Job
Replace "Hand back" with "Return" in everything from the line containing "For every instance of the shop front, set" down to the line containing "x=220 y=106", and give those lines again with nothing else changed.

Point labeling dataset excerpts
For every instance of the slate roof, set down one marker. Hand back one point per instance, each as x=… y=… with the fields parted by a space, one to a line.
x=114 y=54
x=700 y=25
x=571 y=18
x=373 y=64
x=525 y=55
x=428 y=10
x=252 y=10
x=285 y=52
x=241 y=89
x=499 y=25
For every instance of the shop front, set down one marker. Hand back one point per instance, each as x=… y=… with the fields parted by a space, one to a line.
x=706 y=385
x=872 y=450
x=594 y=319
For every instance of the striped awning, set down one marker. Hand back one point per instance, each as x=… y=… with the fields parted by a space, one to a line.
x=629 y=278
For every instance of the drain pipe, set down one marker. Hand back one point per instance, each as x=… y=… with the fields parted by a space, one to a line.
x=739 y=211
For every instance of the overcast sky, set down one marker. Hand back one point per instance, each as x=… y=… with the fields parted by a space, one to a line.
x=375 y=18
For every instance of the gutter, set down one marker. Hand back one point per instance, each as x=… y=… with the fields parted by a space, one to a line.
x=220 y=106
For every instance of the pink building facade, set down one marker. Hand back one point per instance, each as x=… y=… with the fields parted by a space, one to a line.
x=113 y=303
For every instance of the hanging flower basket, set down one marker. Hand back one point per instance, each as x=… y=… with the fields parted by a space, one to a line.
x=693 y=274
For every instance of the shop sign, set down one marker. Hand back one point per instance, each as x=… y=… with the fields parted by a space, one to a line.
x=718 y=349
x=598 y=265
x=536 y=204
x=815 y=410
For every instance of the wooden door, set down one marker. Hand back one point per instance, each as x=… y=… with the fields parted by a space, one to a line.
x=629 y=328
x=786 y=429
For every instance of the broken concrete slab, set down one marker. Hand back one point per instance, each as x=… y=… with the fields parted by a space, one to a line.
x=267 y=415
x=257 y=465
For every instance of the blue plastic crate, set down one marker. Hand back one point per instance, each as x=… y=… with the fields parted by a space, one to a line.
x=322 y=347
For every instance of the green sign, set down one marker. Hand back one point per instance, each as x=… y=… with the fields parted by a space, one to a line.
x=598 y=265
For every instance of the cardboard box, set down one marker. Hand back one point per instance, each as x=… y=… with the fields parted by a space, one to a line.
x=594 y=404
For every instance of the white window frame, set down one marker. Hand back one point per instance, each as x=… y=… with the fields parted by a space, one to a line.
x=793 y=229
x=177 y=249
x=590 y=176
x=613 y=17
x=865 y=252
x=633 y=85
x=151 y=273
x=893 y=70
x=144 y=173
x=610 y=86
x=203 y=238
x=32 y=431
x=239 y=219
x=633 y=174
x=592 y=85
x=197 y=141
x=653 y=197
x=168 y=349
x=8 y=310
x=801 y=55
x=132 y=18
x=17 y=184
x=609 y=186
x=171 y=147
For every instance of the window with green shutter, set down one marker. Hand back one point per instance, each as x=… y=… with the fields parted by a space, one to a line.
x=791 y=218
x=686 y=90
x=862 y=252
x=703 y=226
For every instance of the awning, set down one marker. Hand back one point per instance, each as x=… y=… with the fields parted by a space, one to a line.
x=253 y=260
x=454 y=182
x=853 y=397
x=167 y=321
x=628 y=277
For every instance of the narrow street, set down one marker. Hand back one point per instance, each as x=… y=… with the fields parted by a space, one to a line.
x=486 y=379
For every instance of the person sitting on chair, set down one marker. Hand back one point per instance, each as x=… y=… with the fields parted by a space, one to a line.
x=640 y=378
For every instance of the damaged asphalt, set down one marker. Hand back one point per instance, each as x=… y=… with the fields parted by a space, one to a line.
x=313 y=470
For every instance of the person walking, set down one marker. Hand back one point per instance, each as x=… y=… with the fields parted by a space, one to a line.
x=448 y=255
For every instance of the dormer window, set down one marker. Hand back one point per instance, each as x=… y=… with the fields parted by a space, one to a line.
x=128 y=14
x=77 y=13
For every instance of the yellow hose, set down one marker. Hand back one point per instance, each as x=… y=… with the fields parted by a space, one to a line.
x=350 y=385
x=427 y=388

Answer to the task
For every instance of the shop front, set down one marker. Return one point per instance, each as x=… y=… with the fields parted by a space, one to a line.
x=706 y=385
x=872 y=450
x=594 y=319
For every instance of the striped awning, set down one marker. Return one point per instance, each as x=… y=… with the fields parted by a space, one to a line.
x=629 y=278
For every instance of the drain pipe, set down one marker. Return one point per instance, each as x=… y=… with the fields parted by a space, one to a line.
x=739 y=211
For every instance of the overcast sky, set down one marker. Return one point per instance, each as x=… y=… with the fields parted by a space, one to a line.
x=375 y=18
For every instance of the gutter, set down one marker. Return one point per instance, each as x=… y=… with the fields parted by a space, one to a line.
x=220 y=106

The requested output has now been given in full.